What to produce
Count the lines in the data below that contain the string "blue", matching case exactly, and reply with only the number.

[Rows from an object pointing dataset]
## Begin

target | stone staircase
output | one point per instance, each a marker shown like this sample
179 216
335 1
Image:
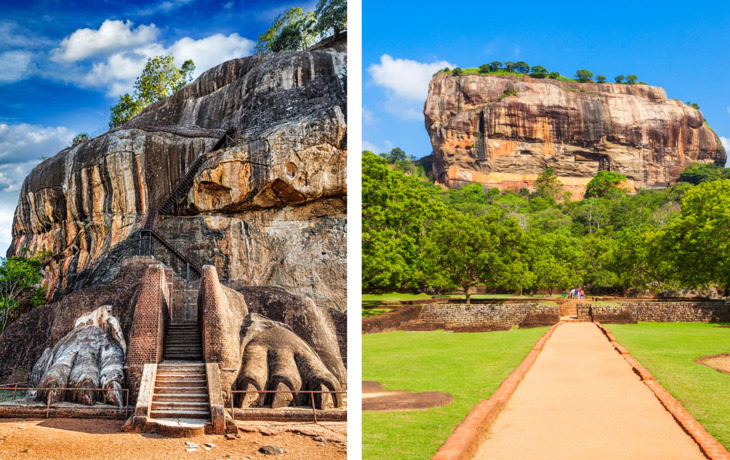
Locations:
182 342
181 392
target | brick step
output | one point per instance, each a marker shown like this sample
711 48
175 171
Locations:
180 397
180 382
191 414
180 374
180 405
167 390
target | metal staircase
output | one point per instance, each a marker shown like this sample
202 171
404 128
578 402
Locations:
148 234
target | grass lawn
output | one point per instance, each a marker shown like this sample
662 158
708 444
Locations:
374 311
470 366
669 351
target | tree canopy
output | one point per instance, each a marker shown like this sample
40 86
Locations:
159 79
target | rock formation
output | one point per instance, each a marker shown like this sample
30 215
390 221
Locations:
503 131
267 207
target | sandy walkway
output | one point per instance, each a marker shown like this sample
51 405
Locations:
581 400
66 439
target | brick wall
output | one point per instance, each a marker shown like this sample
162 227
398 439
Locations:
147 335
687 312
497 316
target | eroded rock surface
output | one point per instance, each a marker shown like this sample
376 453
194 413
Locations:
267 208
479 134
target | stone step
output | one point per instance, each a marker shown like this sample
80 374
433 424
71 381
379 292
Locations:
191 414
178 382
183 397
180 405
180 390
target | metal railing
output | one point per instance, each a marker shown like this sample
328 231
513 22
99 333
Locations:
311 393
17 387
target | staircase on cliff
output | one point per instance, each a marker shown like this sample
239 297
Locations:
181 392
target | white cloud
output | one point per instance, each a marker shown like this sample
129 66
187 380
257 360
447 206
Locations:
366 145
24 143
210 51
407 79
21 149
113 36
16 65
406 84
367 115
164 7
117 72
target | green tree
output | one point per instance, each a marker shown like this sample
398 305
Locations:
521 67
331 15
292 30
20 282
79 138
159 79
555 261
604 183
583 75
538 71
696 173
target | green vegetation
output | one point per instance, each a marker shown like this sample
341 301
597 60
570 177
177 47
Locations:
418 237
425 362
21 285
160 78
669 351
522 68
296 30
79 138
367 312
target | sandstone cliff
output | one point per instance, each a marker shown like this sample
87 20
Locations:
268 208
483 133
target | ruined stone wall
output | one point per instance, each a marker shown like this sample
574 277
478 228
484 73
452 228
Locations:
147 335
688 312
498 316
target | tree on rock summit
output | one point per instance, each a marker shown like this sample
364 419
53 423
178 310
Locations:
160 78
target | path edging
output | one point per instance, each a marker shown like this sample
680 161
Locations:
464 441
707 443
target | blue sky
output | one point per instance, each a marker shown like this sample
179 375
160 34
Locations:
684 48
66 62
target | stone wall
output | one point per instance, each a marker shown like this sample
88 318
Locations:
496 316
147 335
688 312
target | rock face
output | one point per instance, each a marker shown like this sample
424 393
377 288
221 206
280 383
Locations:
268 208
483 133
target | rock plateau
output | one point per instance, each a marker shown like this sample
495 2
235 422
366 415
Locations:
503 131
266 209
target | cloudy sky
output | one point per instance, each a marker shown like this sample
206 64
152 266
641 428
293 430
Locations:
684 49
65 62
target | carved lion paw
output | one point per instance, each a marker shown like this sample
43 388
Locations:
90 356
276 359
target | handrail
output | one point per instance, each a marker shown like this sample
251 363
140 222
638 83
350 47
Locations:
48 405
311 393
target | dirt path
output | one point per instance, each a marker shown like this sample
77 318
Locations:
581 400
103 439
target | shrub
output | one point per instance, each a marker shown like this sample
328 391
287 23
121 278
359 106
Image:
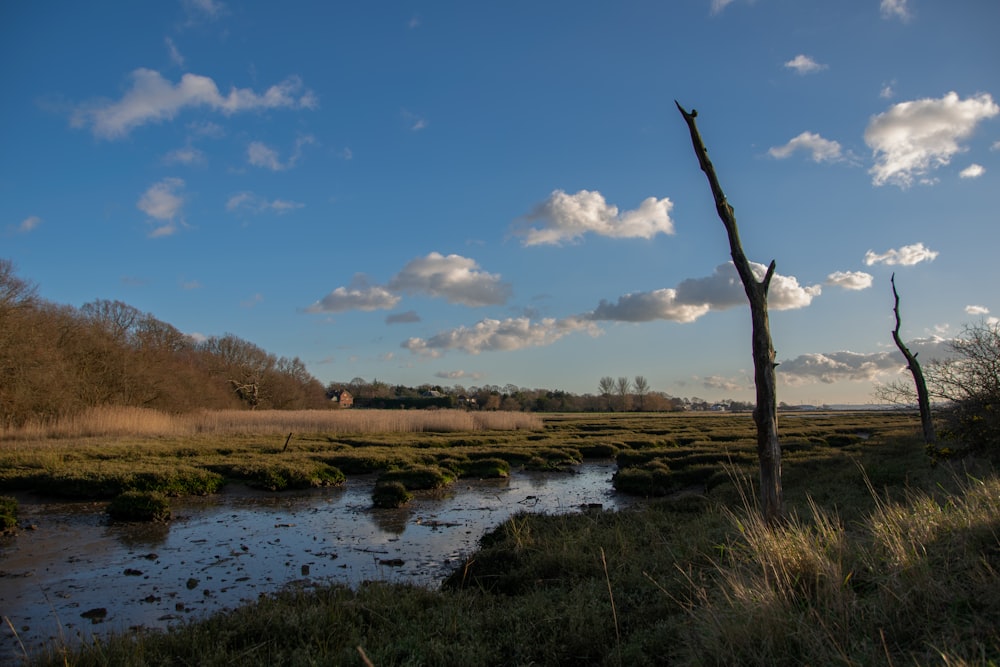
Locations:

## End
## Begin

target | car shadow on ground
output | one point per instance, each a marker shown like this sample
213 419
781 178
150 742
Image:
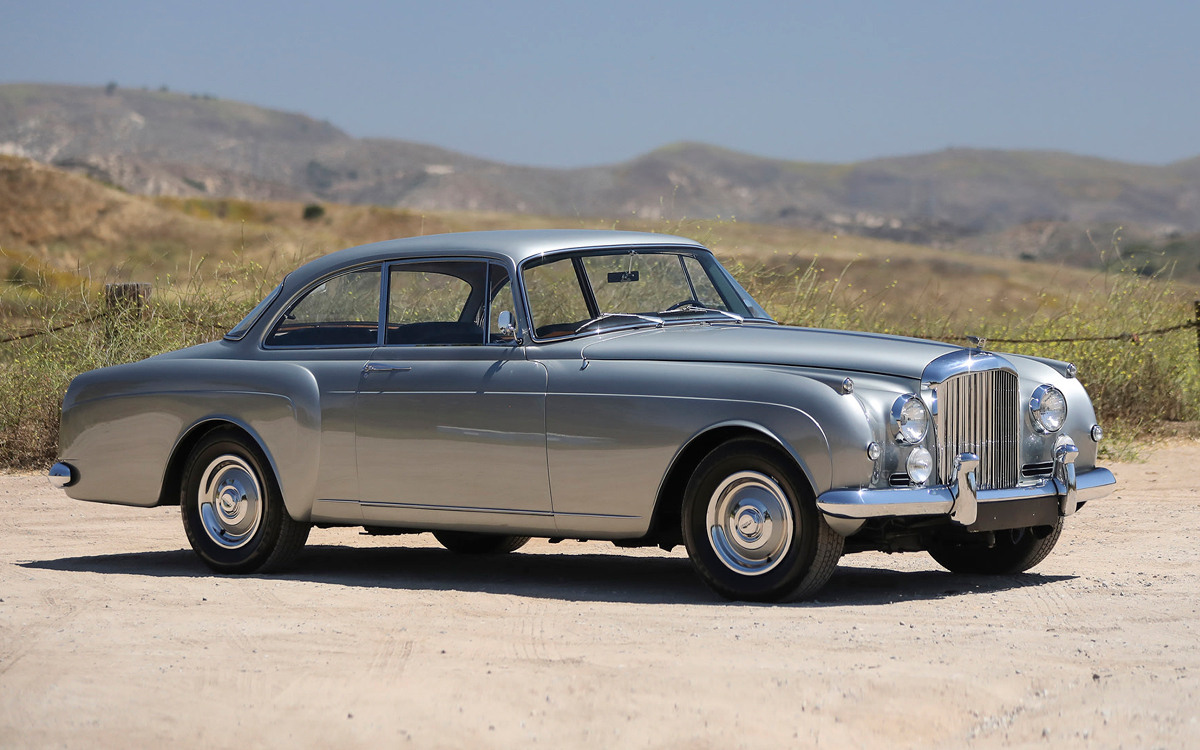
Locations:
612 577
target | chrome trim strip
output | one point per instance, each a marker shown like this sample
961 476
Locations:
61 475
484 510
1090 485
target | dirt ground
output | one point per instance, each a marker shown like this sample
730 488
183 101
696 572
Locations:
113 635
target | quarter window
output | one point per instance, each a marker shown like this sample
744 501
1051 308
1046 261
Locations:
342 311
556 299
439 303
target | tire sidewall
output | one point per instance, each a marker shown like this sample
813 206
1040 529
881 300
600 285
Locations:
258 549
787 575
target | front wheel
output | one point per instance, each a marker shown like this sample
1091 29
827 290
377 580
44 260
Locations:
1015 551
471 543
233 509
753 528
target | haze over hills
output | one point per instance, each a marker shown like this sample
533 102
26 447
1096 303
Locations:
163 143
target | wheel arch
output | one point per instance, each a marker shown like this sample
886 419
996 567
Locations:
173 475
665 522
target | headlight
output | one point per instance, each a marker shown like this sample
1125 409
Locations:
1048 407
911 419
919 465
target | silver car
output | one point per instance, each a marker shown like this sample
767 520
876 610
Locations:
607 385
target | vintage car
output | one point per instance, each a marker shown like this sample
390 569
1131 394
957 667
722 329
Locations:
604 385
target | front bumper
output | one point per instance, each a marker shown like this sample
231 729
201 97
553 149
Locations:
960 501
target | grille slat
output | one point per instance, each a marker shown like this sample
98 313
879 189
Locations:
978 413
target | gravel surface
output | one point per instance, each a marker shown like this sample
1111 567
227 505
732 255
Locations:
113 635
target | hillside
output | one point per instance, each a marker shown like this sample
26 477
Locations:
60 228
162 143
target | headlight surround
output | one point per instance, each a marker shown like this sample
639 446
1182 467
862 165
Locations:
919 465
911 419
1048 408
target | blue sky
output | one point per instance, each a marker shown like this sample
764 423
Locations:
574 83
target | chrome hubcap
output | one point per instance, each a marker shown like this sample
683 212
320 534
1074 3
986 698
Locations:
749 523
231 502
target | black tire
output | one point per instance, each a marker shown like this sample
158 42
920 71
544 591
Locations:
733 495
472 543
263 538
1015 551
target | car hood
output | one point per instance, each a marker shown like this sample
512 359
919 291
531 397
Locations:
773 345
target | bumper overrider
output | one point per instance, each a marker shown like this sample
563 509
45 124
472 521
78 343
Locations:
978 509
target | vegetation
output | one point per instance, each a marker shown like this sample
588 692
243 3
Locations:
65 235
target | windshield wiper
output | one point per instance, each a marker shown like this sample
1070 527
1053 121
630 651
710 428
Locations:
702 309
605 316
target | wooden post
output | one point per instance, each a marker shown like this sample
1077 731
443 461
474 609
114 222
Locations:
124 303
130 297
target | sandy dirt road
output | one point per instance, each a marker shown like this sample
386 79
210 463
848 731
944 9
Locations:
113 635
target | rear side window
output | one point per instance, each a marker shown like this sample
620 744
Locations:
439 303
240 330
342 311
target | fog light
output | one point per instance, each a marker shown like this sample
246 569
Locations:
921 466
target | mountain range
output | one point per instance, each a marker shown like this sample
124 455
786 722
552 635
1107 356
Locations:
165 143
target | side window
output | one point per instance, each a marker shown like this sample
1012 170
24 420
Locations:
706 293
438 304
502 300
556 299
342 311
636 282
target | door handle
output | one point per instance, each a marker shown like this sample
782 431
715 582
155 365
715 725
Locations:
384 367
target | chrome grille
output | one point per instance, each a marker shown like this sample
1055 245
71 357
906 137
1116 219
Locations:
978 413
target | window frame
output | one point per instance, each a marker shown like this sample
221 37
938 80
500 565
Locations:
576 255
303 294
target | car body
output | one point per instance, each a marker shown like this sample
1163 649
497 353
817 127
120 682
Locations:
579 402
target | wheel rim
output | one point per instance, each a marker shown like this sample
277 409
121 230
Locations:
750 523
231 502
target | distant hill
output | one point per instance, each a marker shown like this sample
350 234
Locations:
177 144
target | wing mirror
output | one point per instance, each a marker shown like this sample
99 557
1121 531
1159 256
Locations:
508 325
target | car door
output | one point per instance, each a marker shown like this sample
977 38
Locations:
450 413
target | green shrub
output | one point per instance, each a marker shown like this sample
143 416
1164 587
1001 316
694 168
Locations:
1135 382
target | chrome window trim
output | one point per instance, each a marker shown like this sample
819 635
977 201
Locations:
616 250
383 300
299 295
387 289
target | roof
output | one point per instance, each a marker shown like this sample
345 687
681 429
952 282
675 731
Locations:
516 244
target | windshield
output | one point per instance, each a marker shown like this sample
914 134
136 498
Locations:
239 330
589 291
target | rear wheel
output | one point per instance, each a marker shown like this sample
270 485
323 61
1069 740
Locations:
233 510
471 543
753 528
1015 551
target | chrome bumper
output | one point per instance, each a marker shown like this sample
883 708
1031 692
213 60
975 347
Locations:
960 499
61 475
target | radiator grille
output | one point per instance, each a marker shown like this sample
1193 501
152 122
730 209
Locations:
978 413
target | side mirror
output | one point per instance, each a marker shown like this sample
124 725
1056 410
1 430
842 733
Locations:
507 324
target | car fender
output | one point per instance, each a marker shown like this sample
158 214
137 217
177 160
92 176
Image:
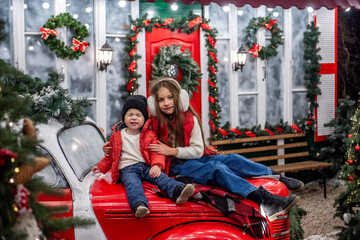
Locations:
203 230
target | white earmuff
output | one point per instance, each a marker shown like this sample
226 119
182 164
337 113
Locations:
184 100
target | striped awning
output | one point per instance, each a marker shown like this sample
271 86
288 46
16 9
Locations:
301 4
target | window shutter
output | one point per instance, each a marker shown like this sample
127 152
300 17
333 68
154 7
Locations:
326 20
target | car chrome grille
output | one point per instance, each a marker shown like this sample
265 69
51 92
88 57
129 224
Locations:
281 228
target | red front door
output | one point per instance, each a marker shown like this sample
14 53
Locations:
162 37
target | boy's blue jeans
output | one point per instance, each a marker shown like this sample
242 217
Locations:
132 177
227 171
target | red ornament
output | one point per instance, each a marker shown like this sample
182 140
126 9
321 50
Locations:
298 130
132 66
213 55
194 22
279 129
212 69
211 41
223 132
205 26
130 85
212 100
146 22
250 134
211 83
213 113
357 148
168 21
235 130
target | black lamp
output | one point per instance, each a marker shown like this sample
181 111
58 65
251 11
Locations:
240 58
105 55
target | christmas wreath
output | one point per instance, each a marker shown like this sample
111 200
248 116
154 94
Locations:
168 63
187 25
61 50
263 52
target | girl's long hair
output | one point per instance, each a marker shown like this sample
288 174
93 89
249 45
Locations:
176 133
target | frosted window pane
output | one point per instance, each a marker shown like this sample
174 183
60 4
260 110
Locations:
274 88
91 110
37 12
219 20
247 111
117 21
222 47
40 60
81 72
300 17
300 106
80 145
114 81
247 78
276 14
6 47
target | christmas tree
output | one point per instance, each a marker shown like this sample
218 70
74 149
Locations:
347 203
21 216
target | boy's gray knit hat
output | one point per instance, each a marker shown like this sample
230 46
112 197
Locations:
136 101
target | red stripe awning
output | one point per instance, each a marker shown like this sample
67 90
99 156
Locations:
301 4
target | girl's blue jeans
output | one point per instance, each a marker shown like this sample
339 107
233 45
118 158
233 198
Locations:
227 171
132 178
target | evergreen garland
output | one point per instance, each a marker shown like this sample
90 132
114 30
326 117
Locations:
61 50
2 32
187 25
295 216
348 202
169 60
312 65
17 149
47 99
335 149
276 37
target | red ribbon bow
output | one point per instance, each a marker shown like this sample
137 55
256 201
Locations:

## End

Finished answer
4